Once more, print the records exactly as given.

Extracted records
=== Begin Enclosure ===
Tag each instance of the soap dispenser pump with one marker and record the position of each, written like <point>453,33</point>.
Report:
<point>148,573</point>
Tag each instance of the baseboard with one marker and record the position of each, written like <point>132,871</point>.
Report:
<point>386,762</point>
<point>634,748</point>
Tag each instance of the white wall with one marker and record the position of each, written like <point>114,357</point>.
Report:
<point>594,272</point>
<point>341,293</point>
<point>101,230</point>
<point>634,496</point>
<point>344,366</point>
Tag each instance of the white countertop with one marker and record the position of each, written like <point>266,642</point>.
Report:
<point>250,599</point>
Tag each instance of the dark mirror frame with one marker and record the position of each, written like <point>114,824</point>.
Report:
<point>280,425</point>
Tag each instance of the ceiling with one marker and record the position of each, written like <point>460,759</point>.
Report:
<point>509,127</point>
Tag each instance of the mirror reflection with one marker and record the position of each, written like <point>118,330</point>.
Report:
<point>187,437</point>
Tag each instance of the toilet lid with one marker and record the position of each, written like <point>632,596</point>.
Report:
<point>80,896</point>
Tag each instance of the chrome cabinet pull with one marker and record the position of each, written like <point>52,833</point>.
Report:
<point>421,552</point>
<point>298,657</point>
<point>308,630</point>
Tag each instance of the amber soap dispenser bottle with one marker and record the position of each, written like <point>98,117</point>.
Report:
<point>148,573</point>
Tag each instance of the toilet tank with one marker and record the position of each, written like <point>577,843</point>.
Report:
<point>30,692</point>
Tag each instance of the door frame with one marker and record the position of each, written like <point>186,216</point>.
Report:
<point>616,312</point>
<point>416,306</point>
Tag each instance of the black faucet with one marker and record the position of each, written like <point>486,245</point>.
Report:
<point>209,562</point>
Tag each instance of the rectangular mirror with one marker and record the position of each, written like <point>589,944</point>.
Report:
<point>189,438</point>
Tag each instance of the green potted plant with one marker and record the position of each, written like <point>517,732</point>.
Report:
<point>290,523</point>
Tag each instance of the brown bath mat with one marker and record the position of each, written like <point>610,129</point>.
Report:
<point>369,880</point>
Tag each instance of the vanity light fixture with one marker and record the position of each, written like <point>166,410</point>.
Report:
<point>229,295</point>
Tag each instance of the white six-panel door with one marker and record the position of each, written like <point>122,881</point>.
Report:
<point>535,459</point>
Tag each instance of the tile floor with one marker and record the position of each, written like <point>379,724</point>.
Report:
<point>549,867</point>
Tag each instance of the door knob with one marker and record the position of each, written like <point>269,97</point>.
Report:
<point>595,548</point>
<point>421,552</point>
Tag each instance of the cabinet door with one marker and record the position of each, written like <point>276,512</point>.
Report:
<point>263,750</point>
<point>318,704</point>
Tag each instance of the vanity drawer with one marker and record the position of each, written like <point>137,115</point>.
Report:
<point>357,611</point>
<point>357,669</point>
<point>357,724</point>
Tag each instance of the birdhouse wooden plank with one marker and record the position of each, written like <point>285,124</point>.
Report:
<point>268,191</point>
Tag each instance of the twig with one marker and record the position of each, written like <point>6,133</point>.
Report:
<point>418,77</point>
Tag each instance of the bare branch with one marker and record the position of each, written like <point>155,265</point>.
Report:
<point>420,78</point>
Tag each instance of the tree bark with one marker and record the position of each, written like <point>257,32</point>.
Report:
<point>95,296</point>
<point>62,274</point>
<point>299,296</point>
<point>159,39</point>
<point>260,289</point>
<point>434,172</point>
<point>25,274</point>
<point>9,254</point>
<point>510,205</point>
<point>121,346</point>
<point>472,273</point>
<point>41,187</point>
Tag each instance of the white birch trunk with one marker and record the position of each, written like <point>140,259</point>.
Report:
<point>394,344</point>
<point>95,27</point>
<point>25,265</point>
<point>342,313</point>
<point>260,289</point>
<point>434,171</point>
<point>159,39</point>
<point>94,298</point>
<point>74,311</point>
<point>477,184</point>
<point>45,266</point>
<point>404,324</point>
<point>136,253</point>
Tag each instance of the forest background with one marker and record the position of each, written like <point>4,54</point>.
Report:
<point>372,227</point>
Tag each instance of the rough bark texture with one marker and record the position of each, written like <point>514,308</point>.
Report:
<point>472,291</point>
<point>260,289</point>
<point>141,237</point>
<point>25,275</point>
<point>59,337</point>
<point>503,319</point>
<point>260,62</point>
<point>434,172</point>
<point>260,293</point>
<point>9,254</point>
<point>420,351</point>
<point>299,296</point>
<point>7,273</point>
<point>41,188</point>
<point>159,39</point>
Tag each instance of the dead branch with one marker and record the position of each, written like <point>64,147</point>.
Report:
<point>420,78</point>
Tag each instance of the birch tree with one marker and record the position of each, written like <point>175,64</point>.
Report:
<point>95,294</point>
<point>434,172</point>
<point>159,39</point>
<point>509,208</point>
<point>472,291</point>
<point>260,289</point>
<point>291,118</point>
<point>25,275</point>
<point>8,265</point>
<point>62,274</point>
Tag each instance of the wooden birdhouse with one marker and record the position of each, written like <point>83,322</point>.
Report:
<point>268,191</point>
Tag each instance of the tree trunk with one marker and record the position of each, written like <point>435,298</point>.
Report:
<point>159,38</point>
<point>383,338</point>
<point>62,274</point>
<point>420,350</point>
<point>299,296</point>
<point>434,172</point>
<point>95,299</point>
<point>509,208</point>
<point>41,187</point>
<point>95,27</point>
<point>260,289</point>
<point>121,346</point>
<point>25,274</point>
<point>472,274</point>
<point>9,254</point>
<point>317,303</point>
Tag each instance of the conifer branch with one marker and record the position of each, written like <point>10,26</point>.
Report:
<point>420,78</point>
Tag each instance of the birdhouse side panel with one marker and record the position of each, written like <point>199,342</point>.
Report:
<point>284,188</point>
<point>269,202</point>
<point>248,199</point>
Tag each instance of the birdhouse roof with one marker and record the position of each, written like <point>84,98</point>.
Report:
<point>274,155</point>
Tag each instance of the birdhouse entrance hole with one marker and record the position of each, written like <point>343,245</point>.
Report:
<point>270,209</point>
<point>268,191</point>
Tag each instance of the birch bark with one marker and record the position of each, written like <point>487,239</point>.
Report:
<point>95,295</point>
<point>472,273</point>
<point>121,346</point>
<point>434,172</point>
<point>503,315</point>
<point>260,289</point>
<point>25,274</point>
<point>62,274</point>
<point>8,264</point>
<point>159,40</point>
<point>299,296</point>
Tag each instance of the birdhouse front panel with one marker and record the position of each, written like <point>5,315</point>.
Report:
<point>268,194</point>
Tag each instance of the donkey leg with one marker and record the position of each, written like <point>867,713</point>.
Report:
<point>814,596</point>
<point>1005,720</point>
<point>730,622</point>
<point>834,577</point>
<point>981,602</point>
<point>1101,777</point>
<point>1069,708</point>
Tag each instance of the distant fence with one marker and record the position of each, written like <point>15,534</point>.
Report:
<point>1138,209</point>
=== End Enclosure ===
▶ _RESPONSE_
Tag each instance of the soap dispenser pump with one marker and record the position of each, written like <point>453,33</point>.
Report:
<point>148,573</point>
Tag each instance of the baseboard with one marker and record the position of each, written like <point>132,871</point>.
Report:
<point>386,762</point>
<point>634,748</point>
Tag each instance of the white wall with one marker and record the position of each, written like <point>114,357</point>.
Report:
<point>594,272</point>
<point>341,293</point>
<point>101,230</point>
<point>634,496</point>
<point>344,366</point>
Tag each instance of the white countertop with one marker and record the position of each, written like <point>266,642</point>.
Report:
<point>250,599</point>
Tag each instance of the dark mirror frame with one marker and record the position of each, written like <point>114,824</point>.
Report:
<point>280,425</point>
Tag each instance of the ceiling with one marker and record the position of each, written like <point>460,759</point>.
Report:
<point>509,127</point>
Tag each instance of the mirror reflection with one marker and record the position of each, written like <point>118,330</point>.
Report:
<point>187,437</point>
Tag each instance of the toilet lid with one marker and record the position of each, written like <point>632,596</point>.
Report:
<point>80,896</point>
Tag each instance of the chrome cabinet pull with one marker and record the position of each, written like <point>52,833</point>.
Report:
<point>421,552</point>
<point>298,657</point>
<point>308,630</point>
Tag each instance of the amber soap dispenser bottle with one marker and record the position of each, written like <point>98,117</point>.
Report:
<point>148,573</point>
Tag each instance of the toilet tank with one marker and record the position of each, written like <point>577,843</point>.
Report:
<point>30,692</point>
Tag each instance of the door frame with one marker and record the position of each, written like <point>186,216</point>.
Report:
<point>616,312</point>
<point>416,306</point>
Tag each instance of the black faucet with one marker and record the position of each, written like <point>486,245</point>.
Report:
<point>209,562</point>
Tag each instance of the rectangular mirror with one marker and record the position of each, written like <point>589,944</point>.
Report:
<point>189,438</point>
Tag each instance of the green potted plant with one marker and record the position of each, written like <point>517,732</point>.
Report:
<point>290,523</point>
Tag each instance of the brown bath mat with one marker and record the position of each, written like <point>610,129</point>.
Report:
<point>369,880</point>
Tag each instance of the vanity light fixture with one marker and record the position of each, written like <point>166,410</point>.
Report:
<point>229,295</point>
Tag each instance of the white six-panel door with one marker and record the position of each, written like <point>122,881</point>.
Report:
<point>535,459</point>
Tag each instance of the tile floor with one marker and record the position of each, written like <point>379,724</point>.
Report:
<point>549,867</point>
Tag each instance of the door knob with one marker and record the position of each, written like <point>269,97</point>.
Report:
<point>595,548</point>
<point>421,552</point>
Tag each instance of the cabinet door with one marker and record the position of each, written like <point>276,512</point>.
Report:
<point>263,750</point>
<point>318,704</point>
Tag each instance of the vanity drawer with one marker and record the position of each, written like <point>137,115</point>.
Report:
<point>357,611</point>
<point>357,669</point>
<point>357,724</point>
Tag each instance of the birdhouse wooden plank with one marker and record the position of each, written like <point>285,124</point>.
Report:
<point>268,191</point>
Tag each instance of the twig with one marker and record the position of each, written like <point>6,133</point>.
Report:
<point>418,77</point>
Tag each instance of the bare branch with one marker and record the position of each, written like <point>155,265</point>.
Report:
<point>420,78</point>
Tag each instance of the tree bark with one marker and record the position of each, written like <point>257,32</point>.
Report:
<point>95,296</point>
<point>62,274</point>
<point>299,296</point>
<point>159,39</point>
<point>260,289</point>
<point>434,172</point>
<point>25,274</point>
<point>9,254</point>
<point>510,205</point>
<point>121,346</point>
<point>472,273</point>
<point>41,187</point>
Tag each instance of the white birch trunk with one marker and record the position of each, written like <point>140,259</point>.
Report:
<point>394,344</point>
<point>95,27</point>
<point>25,265</point>
<point>342,313</point>
<point>260,289</point>
<point>434,171</point>
<point>159,39</point>
<point>94,298</point>
<point>74,311</point>
<point>477,184</point>
<point>45,266</point>
<point>404,324</point>
<point>136,253</point>
Tag each instance of the forest background with one marker and record the position of each, written like <point>4,54</point>.
Report:
<point>372,227</point>
Tag each instance of the rough bark texture with one marker and record the position of each, written like <point>514,308</point>.
Report:
<point>472,291</point>
<point>260,289</point>
<point>141,237</point>
<point>25,275</point>
<point>59,337</point>
<point>503,319</point>
<point>260,62</point>
<point>434,172</point>
<point>260,293</point>
<point>9,254</point>
<point>420,351</point>
<point>299,296</point>
<point>7,273</point>
<point>41,188</point>
<point>159,39</point>
Tag each instance of the dead branch with one marker and record the position of each, written like <point>64,147</point>.
Report:
<point>420,78</point>
Tag each instance of the birch tree with one marker and record the position of each, written like <point>175,64</point>.
Report:
<point>95,294</point>
<point>434,172</point>
<point>159,39</point>
<point>509,208</point>
<point>472,291</point>
<point>260,289</point>
<point>291,118</point>
<point>25,275</point>
<point>8,265</point>
<point>62,274</point>
Tag each instance of the wooden birdhouse with one marker and record the position of each, written like <point>83,322</point>.
Report:
<point>268,191</point>
Tag each instance of the tree trunk with one marker and record the position of each, written like <point>435,298</point>.
Report:
<point>159,38</point>
<point>383,338</point>
<point>62,274</point>
<point>420,350</point>
<point>299,296</point>
<point>434,172</point>
<point>95,299</point>
<point>509,208</point>
<point>41,187</point>
<point>95,27</point>
<point>260,289</point>
<point>121,346</point>
<point>25,274</point>
<point>472,274</point>
<point>9,254</point>
<point>317,303</point>
Tag each instance of the conifer branch with one marker and record the position of each, written like <point>10,26</point>.
Report:
<point>420,78</point>
Tag each instance of the birdhouse side panel with one marker and record the position of each, written like <point>199,342</point>.
Report:
<point>284,188</point>
<point>269,202</point>
<point>248,199</point>
Tag each instance of the birdhouse roof with one marker and record the position of each, written like <point>84,98</point>.
Report:
<point>274,155</point>
Tag each instance of the birdhouse entrance hole with one marker and record the position of each, written like <point>343,245</point>.
Report:
<point>270,209</point>
<point>268,191</point>
Tag each instance of the birch bark with one marker and record the position of each, written like <point>487,239</point>.
Report:
<point>95,295</point>
<point>472,273</point>
<point>121,346</point>
<point>434,172</point>
<point>503,315</point>
<point>260,289</point>
<point>25,274</point>
<point>62,274</point>
<point>8,264</point>
<point>159,40</point>
<point>299,296</point>
Tag each instance of the birdhouse front panel with one marker and record the position of each, written like <point>5,315</point>.
Report:
<point>268,194</point>
Tag each instance of the donkey leg with one marker and record the position of each, written like <point>867,713</point>.
Report:
<point>814,596</point>
<point>1005,720</point>
<point>730,622</point>
<point>834,577</point>
<point>981,602</point>
<point>1101,777</point>
<point>1069,708</point>
Tag each instance of the distant fence with one marker and record the position of each, written like <point>15,534</point>.
Report:
<point>1138,209</point>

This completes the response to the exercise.